◆ EXCERPT:

Year of Publication

2022

Degree Name

Doctor of Nursing Practice

Committee Chair

Dr. Julianne Ossege

Clinical Mentor

Dr. Julianne Ewen

Committee Member

Dr. Angela Grubbs

Abstract

Background: Medicare Wellness Visits (MWV) came into use in 2011 to provide Medicare patients and their providers a chance to create a 5 to 10 year plan to prevent illness, disease, and disability. These visits are often underutilized due to various barriers on both the provider and patient side.

Purpose: The purpose of this study is to assess provider barriers to conducting MWVs and provide an educational tool that will assist providers in increasing the number of MWVs conducted within this system.

Design: This is a descriptive, quasi-experimental study to assess provider barriers combined with a Quality improvement project that will focus on overcoming one of these barriers.

Methods: Provider barriers to MWVs were assessed via electronic survey. The educational tool, the ‘Differences Between Visits’ chart, was introduced to providers at a single primary care clinic within the healthcare system. Providers were educated on how to use the chart. After two months, a second survey was sent to the providers at the clinic to assess whether the chart was helpful and if providers would be willing to continue using it.

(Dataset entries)
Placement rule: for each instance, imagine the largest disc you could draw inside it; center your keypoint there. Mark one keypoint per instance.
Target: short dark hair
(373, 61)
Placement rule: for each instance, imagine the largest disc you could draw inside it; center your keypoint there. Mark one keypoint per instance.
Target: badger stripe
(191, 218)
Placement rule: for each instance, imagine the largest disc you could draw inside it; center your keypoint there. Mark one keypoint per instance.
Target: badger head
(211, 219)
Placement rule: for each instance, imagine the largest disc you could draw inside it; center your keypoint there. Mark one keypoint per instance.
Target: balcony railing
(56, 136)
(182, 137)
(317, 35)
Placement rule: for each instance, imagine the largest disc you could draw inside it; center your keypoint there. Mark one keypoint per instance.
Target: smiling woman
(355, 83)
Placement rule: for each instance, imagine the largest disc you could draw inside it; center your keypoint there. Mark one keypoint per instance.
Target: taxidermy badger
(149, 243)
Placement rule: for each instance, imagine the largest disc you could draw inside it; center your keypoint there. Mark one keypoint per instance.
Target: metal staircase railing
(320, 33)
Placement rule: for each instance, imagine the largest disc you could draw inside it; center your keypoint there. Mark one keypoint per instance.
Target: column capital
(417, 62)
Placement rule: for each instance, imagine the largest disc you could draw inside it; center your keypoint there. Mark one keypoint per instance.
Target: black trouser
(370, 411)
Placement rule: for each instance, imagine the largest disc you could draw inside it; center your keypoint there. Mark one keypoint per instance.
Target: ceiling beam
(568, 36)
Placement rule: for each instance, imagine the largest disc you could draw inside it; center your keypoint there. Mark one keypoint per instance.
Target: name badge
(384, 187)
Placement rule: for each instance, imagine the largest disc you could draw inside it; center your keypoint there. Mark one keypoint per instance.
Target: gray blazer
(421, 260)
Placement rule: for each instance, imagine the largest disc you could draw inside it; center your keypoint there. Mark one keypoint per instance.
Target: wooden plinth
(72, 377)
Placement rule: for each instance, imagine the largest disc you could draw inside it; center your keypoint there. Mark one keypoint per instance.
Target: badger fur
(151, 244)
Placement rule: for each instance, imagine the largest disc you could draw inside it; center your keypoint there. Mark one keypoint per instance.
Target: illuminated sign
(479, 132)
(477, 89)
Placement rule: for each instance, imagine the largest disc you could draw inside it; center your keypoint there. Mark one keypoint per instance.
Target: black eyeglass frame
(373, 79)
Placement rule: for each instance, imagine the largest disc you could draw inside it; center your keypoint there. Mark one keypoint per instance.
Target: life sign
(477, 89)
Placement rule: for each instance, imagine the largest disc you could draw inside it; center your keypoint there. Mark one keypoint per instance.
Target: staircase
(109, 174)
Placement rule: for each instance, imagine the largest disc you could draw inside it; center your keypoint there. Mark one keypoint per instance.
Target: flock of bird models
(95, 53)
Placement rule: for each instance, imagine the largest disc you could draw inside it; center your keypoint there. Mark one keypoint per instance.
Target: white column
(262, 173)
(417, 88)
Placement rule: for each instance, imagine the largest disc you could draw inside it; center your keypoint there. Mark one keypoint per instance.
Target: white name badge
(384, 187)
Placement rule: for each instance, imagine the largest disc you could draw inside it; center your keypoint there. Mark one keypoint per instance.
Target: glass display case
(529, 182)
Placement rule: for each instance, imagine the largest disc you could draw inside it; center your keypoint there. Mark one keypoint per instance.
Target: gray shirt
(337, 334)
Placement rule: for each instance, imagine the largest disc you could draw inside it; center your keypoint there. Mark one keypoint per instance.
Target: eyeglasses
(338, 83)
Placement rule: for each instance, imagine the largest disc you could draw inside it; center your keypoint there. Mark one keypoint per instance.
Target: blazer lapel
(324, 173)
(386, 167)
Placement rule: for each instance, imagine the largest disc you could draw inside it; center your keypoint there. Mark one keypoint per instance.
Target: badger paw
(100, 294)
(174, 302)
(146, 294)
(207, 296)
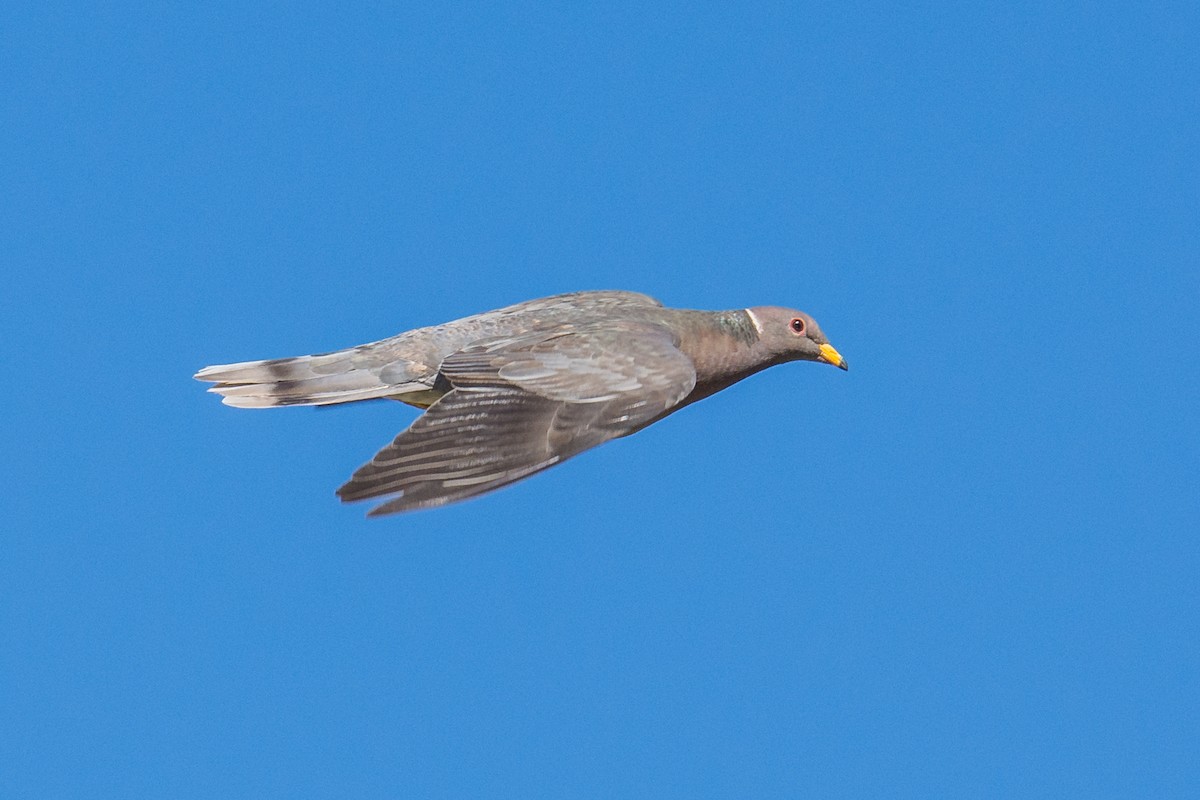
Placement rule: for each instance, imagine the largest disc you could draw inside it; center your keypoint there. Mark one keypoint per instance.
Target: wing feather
(521, 404)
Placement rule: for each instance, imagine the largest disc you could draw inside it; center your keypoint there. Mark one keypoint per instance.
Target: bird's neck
(723, 347)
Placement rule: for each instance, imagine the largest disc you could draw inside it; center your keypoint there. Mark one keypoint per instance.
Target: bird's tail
(341, 377)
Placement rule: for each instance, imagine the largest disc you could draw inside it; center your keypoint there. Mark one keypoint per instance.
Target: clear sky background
(965, 569)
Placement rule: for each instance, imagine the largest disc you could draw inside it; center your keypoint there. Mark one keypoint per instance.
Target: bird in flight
(514, 391)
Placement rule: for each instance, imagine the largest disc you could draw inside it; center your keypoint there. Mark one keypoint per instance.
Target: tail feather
(341, 377)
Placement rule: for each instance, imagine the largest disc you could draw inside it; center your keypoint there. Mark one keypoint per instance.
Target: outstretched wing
(521, 404)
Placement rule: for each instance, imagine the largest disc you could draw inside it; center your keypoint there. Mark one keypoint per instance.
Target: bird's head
(790, 335)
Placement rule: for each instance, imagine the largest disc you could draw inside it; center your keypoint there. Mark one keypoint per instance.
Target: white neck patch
(754, 319)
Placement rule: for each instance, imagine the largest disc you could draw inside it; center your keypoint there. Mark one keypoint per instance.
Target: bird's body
(516, 390)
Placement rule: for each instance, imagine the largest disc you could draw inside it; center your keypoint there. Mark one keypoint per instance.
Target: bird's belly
(424, 398)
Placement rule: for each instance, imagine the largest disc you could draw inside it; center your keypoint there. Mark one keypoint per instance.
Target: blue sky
(966, 567)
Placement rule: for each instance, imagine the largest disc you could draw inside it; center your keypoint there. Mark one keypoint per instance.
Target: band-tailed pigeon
(514, 391)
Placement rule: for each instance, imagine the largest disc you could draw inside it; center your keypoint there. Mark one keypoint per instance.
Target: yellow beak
(832, 356)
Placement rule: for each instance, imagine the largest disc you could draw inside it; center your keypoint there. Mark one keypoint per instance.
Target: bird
(514, 391)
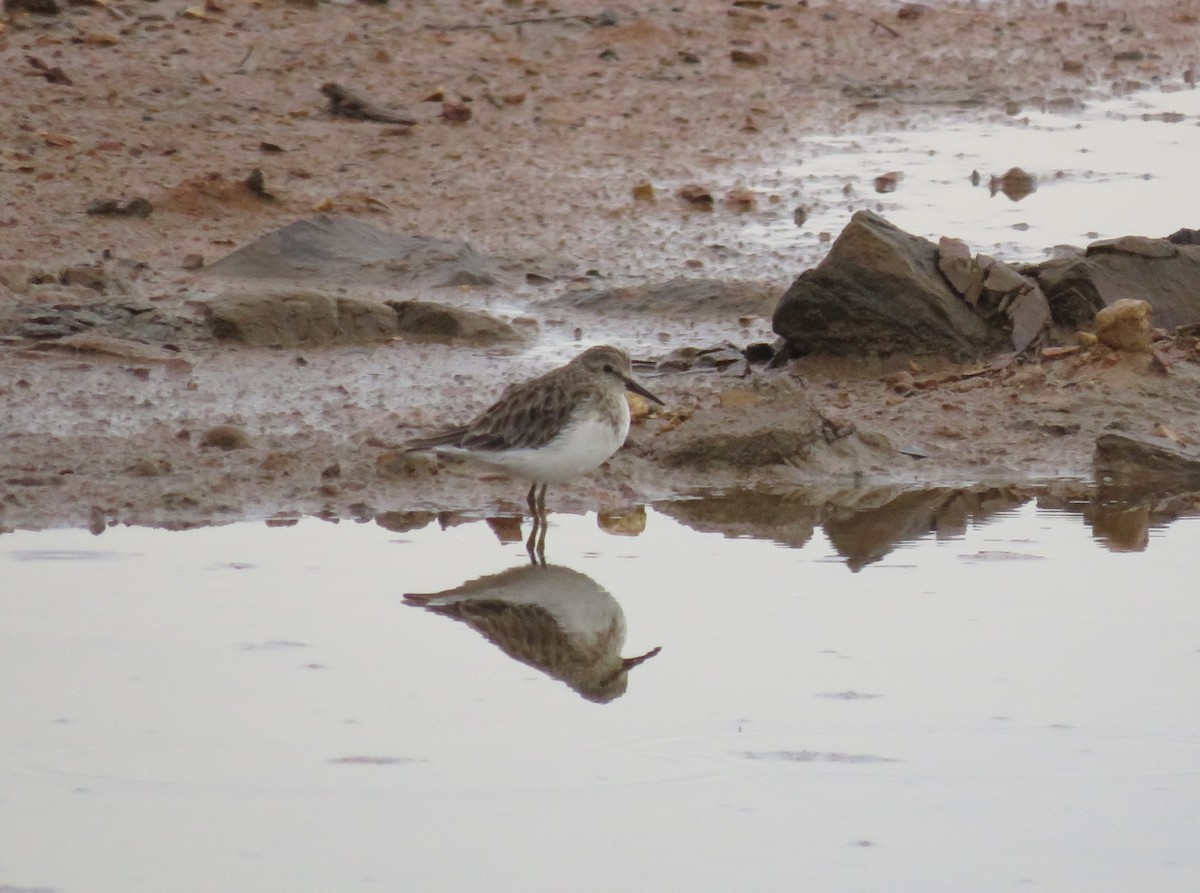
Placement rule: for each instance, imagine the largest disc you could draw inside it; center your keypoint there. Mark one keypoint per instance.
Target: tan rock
(1125, 325)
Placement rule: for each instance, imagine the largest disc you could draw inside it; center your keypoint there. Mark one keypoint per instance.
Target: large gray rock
(345, 250)
(880, 291)
(1155, 270)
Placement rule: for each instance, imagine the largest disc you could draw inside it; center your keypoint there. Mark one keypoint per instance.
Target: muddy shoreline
(569, 119)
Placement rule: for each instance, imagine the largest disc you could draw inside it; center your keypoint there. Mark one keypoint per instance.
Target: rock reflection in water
(552, 618)
(862, 525)
(1122, 516)
(868, 523)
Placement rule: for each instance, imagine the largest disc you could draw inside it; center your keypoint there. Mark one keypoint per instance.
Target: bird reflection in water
(551, 618)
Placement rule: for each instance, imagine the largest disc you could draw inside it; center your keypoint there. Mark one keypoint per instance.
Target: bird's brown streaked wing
(525, 417)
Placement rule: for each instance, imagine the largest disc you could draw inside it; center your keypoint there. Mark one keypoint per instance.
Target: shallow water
(997, 695)
(1121, 167)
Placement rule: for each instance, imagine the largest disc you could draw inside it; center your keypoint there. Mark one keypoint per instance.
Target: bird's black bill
(630, 384)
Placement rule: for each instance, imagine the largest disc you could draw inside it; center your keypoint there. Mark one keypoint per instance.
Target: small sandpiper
(550, 429)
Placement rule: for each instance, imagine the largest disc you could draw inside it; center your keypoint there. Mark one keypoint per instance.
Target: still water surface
(259, 708)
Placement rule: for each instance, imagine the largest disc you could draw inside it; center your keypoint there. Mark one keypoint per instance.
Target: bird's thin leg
(545, 523)
(532, 543)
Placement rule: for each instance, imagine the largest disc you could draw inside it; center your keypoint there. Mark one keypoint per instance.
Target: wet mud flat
(159, 366)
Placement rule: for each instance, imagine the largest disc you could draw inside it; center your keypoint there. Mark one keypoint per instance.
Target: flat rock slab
(693, 298)
(348, 251)
(785, 431)
(312, 318)
(1133, 456)
(298, 317)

◆ GOAL OF THE EXERCISE: Could you carry the abstract on Medicare Wellness Visits forward from its last sentence? You can set the lines aside; they aren't needed here.

◆ RESPONSE:
Results: Twelve respondents participated in the initial survey on provider barriers. Providers responded that the most important reason they did not complete MWVs was that they felt they already completed the requirements of the MWV during other visits and their patients want to discuss current health issues instead of discussing preventative measures. However, eight-three percent of the twelve respondents were somewhat or very likely to increase the number of MWVs they performed. After deployment of the ‘Differences Between Visits’ chart, one-hundred percent of the 4 providers who responded were satisfied with the chart and are somewhat or extremely likely to continue using the chart.

Discussion: In this study, providers seemed willing to improve the rate of MWVs they conducted and were receptive to the educational tool that was provided. Further research should be completed to identify strengths and weakness of the educational tool and what, if any, impact the tool has on completion of MWVs.